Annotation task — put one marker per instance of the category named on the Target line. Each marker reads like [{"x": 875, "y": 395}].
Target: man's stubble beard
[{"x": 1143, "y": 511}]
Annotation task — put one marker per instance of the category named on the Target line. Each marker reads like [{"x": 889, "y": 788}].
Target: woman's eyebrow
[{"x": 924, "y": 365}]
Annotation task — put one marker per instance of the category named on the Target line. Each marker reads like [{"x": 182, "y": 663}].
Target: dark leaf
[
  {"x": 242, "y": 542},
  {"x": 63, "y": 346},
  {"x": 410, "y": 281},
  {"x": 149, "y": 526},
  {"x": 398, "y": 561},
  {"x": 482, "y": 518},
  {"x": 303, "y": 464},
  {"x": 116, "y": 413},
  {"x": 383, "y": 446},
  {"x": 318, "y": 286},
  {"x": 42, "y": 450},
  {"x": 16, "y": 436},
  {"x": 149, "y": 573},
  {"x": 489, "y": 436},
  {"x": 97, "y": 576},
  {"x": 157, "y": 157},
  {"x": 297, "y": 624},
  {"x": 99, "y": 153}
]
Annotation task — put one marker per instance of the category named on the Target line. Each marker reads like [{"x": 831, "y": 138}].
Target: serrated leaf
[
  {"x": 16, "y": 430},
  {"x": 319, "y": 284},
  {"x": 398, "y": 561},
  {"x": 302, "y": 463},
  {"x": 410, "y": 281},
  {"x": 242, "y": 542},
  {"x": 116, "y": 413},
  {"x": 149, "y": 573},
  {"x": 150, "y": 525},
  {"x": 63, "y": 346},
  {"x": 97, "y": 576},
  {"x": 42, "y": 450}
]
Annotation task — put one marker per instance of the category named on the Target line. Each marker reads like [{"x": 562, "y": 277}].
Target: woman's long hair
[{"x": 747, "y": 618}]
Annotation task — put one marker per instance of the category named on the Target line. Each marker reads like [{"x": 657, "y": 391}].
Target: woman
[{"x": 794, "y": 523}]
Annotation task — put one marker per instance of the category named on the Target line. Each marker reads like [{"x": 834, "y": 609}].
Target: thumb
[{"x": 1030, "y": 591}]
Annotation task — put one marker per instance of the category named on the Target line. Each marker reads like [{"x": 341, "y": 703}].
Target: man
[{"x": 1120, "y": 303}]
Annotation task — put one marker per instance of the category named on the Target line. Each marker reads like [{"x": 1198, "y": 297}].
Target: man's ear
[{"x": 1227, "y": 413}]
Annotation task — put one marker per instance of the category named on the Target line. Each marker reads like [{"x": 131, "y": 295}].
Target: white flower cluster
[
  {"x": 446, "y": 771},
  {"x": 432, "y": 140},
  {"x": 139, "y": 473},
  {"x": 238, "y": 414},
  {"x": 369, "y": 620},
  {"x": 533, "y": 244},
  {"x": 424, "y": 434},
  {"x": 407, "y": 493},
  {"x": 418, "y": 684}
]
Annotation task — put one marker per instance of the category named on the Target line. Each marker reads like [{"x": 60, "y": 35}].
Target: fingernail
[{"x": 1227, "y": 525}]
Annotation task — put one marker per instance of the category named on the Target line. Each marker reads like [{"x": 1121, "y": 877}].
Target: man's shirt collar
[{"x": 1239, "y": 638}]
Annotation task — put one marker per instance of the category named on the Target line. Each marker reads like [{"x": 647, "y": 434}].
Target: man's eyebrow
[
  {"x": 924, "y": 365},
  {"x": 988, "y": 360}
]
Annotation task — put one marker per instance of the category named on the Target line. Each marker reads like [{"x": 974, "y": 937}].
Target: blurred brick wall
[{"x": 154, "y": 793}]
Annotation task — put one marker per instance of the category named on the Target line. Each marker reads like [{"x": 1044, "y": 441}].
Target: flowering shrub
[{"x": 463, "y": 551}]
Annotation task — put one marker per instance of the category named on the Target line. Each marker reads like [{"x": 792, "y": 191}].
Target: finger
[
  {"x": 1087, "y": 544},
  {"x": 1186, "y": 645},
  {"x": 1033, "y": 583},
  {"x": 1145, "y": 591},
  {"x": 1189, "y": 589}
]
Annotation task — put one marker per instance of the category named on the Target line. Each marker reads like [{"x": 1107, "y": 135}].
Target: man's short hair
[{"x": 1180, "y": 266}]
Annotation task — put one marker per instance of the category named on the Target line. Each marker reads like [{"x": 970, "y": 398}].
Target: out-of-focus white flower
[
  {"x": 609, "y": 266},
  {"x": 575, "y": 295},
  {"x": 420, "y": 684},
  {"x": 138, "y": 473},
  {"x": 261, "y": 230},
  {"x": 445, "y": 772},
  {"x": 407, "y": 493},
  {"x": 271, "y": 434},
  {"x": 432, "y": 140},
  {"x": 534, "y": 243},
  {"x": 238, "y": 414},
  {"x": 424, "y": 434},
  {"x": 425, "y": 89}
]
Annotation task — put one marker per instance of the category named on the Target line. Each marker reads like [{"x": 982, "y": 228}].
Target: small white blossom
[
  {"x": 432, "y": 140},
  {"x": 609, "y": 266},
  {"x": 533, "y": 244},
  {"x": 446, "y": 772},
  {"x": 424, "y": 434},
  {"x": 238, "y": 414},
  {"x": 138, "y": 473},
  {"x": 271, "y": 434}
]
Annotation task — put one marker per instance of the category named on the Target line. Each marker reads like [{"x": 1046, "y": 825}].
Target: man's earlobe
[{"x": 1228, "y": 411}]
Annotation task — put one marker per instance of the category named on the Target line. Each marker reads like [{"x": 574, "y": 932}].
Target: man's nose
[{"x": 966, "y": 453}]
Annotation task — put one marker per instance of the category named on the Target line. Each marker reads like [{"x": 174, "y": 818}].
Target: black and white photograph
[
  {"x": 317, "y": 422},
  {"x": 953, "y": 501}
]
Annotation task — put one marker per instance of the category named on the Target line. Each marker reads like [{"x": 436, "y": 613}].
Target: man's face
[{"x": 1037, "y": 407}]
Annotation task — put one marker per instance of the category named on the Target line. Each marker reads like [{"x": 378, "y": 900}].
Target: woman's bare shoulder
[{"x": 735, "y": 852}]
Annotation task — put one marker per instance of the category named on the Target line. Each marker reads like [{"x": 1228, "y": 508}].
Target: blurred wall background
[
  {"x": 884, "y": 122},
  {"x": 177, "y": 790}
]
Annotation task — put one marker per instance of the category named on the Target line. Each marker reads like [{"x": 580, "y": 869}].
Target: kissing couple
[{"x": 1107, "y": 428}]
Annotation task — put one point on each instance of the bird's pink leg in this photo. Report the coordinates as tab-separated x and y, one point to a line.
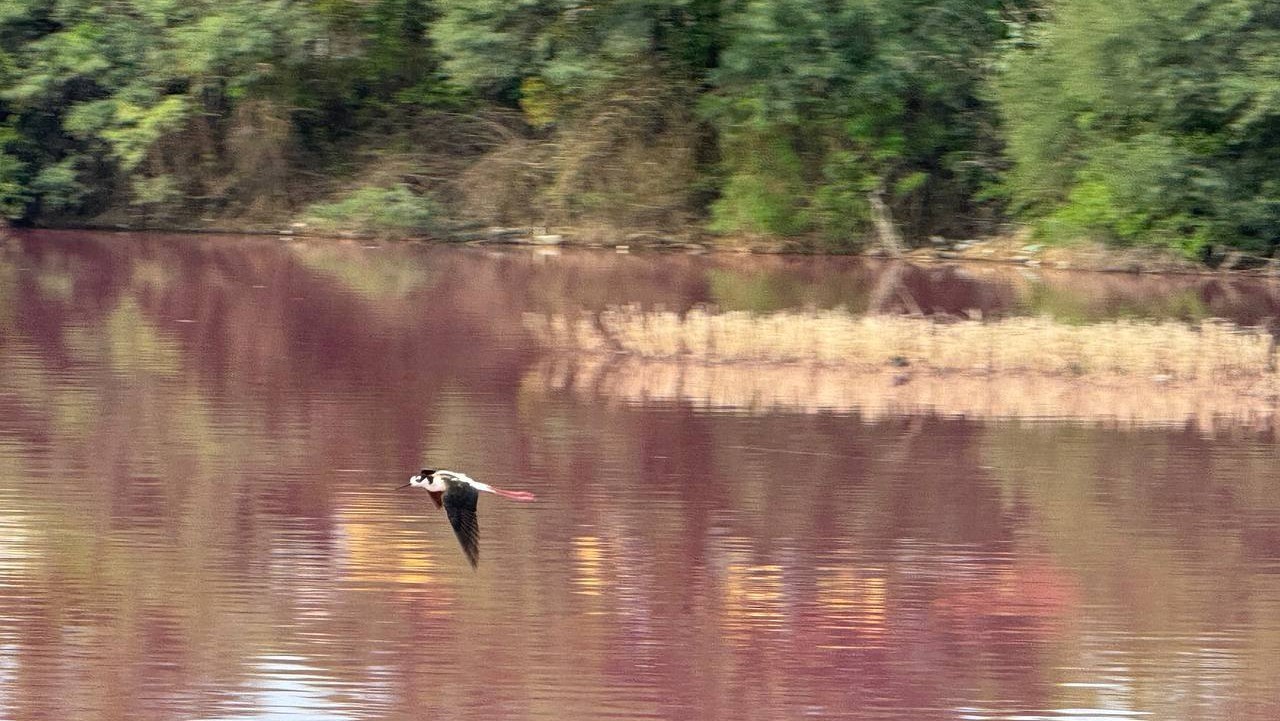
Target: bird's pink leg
515	494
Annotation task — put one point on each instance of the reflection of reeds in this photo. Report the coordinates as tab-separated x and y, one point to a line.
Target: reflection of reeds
1164	373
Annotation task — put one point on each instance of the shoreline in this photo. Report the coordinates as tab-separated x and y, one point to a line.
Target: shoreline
1004	250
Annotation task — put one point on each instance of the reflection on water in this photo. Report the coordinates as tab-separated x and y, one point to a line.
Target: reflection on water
200	437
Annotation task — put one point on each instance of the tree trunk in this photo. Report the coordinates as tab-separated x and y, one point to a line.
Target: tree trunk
888	237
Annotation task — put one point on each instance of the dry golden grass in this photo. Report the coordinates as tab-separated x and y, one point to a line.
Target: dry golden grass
878	393
1202	375
1210	350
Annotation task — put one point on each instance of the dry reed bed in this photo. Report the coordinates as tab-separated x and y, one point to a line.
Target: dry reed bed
880	393
1164	351
1205	375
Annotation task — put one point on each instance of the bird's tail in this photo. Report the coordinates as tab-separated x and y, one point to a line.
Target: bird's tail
516	494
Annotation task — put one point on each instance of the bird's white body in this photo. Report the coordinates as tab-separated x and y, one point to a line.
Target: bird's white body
435	482
457	493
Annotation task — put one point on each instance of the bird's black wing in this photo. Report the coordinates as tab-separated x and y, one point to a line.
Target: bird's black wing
460	503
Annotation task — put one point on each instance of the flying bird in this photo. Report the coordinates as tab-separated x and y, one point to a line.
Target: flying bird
457	493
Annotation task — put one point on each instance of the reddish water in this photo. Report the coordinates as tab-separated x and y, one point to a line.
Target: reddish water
200	439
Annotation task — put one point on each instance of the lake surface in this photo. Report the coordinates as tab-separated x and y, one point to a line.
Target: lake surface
200	441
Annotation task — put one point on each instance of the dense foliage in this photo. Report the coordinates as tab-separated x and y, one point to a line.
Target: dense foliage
1146	122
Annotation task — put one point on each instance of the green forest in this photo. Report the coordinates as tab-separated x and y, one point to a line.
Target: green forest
1144	122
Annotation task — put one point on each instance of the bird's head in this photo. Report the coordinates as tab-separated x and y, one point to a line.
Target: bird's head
421	479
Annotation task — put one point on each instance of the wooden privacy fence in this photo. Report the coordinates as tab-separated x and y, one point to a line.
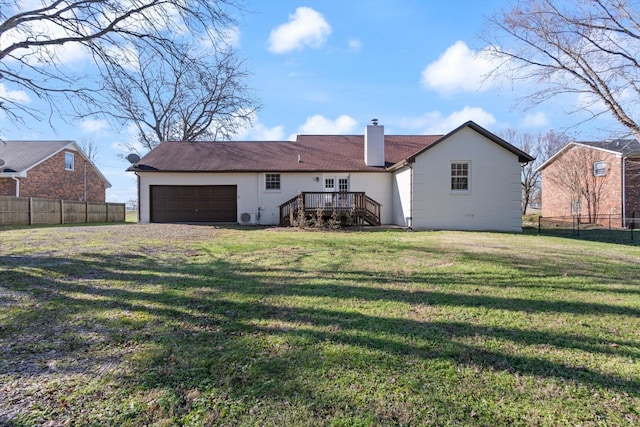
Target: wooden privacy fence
34	210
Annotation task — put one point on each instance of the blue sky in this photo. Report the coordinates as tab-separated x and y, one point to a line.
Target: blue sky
331	66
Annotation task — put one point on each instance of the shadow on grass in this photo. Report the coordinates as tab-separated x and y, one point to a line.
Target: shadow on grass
196	326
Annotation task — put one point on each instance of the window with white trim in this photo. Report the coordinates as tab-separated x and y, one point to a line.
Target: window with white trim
460	176
272	181
599	168
68	161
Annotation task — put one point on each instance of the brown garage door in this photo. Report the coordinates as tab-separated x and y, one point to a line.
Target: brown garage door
194	203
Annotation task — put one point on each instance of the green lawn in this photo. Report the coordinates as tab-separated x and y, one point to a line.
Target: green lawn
195	325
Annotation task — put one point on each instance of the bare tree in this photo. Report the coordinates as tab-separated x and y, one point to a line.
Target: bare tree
541	146
586	47
90	148
197	96
36	36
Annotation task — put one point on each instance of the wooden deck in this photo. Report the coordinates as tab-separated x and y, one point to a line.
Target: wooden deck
354	207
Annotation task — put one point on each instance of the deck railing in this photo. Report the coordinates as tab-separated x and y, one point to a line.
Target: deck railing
362	207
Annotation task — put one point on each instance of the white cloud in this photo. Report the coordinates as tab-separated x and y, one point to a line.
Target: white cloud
318	124
306	27
435	123
535	120
459	69
19	96
93	125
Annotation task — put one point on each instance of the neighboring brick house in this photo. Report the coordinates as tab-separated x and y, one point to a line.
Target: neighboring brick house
595	179
49	169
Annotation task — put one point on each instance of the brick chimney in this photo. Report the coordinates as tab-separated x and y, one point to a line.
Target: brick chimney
374	144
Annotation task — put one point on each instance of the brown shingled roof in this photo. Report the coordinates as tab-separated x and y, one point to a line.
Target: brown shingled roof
316	152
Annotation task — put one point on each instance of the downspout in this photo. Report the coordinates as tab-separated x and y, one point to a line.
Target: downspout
258	214
624	193
410	222
139	207
17	185
85	181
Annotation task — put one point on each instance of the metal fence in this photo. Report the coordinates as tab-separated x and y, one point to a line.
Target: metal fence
34	210
607	227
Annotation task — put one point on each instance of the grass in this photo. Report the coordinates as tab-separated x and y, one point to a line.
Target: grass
196	325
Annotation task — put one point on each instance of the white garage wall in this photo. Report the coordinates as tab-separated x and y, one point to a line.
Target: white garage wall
247	187
402	197
253	198
494	200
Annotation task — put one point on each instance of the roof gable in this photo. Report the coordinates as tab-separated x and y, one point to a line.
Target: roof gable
309	153
621	147
522	156
20	156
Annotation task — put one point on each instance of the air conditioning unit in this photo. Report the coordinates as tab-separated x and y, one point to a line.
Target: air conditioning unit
247	218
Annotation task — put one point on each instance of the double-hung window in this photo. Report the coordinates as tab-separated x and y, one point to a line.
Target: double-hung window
68	161
460	176
272	181
599	168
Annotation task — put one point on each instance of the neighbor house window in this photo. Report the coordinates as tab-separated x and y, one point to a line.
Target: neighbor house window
575	207
68	161
599	169
272	181
460	176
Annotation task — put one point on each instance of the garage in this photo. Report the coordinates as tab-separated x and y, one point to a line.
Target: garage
194	203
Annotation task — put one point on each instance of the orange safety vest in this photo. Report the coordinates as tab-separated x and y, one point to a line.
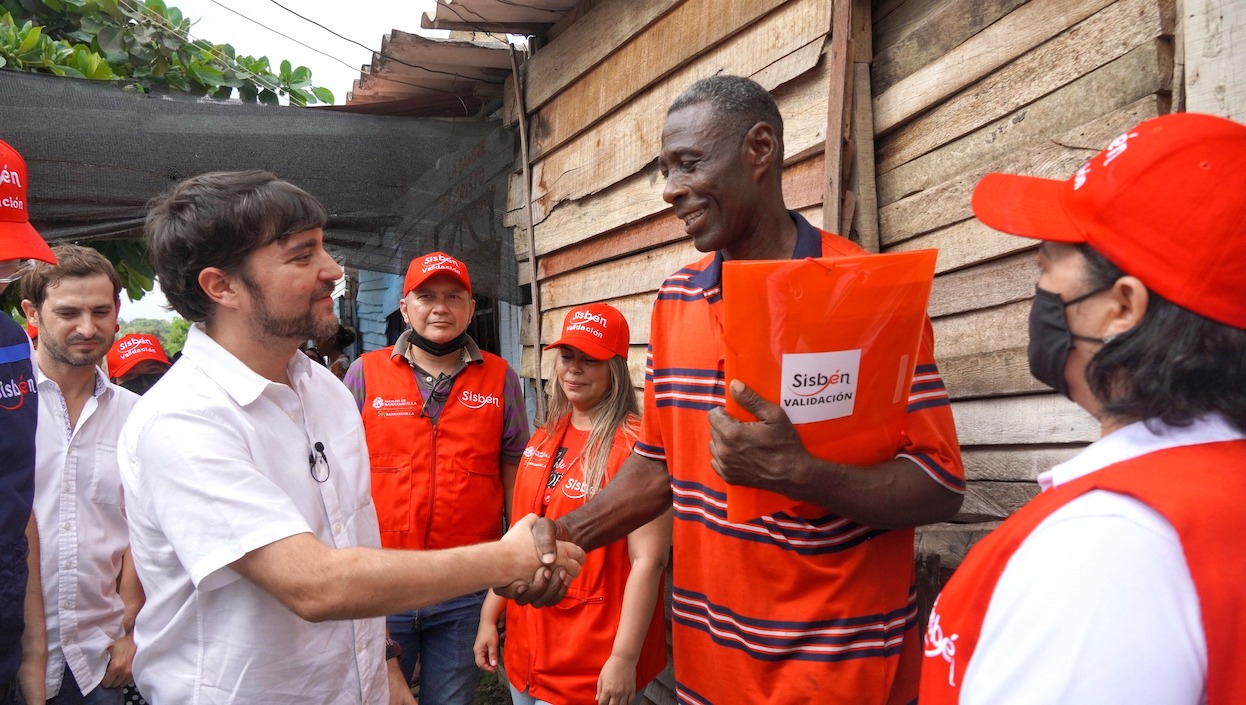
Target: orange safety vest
435	486
1198	488
557	653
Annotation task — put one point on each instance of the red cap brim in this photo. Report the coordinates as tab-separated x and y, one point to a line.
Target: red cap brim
20	241
586	345
1026	206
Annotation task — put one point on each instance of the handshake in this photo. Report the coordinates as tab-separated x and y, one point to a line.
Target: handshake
545	563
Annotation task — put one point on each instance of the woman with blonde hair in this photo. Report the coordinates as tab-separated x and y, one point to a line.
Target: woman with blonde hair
606	639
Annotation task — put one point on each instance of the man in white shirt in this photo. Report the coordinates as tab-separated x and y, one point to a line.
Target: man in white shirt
247	477
90	588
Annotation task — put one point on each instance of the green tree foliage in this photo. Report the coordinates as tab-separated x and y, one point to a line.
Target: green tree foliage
145	44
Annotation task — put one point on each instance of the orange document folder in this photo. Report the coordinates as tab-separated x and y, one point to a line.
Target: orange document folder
834	343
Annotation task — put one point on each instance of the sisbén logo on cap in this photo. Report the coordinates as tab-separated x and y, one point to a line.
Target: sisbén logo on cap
597	330
18	238
424	268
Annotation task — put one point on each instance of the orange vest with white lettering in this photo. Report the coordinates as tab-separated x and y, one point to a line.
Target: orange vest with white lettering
435	485
557	653
1199	490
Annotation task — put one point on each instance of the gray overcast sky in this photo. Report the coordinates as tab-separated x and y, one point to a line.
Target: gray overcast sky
360	20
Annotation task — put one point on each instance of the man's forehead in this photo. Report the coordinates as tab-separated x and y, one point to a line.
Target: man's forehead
302	239
80	287
695	125
441	282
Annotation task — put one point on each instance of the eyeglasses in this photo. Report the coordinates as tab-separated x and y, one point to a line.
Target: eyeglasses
14	269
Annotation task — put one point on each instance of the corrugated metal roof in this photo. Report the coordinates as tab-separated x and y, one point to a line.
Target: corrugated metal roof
461	76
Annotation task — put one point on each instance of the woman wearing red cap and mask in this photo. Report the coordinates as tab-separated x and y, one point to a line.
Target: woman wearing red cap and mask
1122	582
606	639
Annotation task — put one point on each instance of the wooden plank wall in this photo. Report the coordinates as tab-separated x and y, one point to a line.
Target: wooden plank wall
962	89
602	229
956	89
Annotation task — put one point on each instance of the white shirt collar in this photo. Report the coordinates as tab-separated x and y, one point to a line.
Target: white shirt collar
1139	439
239	381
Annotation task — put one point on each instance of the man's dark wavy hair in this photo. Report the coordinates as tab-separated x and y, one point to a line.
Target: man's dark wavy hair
217	219
738	101
1175	365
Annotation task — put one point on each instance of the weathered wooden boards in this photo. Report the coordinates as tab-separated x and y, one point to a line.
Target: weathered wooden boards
773	50
1092	44
963	89
584	44
1009	37
1215	61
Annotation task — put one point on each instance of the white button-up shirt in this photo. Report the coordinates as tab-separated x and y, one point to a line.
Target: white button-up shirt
1098	604
81	528
214	462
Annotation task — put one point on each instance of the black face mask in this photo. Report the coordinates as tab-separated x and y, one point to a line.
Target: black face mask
437	349
142	383
1051	338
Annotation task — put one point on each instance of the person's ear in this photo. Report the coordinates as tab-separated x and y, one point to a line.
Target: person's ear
30	312
401	309
1129	298
761	148
221	287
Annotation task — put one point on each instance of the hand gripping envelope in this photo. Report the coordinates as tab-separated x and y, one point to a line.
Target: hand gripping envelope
834	343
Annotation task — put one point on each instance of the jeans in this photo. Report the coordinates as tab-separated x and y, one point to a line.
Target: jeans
70	694
525	699
440	637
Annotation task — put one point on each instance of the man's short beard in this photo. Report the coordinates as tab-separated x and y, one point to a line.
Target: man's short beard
303	326
61	354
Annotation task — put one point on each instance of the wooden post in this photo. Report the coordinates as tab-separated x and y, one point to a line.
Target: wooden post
865	216
1215	64
532	233
837	111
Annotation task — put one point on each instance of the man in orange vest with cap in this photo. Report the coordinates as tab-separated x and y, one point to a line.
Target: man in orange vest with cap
446	430
23	637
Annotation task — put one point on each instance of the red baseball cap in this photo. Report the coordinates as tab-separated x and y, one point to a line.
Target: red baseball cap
1165	202
423	268
597	330
128	350
18	238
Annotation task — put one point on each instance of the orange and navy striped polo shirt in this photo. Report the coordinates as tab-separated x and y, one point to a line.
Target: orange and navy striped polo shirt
794	607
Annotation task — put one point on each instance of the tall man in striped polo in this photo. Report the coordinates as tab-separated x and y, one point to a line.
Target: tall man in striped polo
815	604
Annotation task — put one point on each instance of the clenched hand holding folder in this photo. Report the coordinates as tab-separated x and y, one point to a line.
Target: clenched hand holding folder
832	341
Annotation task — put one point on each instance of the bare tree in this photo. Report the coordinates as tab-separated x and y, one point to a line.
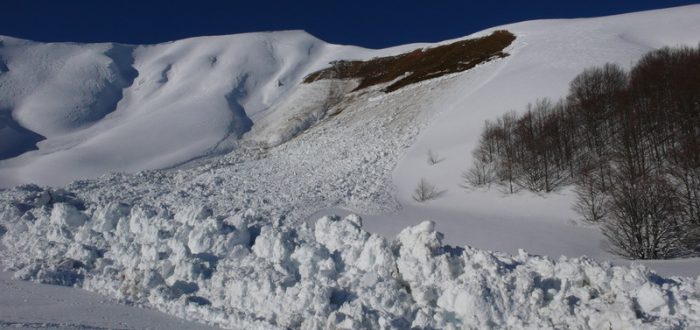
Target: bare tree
426	191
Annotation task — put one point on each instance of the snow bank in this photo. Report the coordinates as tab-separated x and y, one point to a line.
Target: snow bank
246	271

◆ PROBLEM STATEMENT:
All lines above between those holding "Target: wooden post" and "with cap in", inclusive, must be set down unchanged, and no other line may be included.

◆ OUTPUT FOR THIS TASK:
Target: wooden post
865	216
1215	64
532	233
837	111
Annotation task — put one point on each instance of the man in orange vest with cap in this photo. Report the coordinates as tab-separated x and y, one point to a line.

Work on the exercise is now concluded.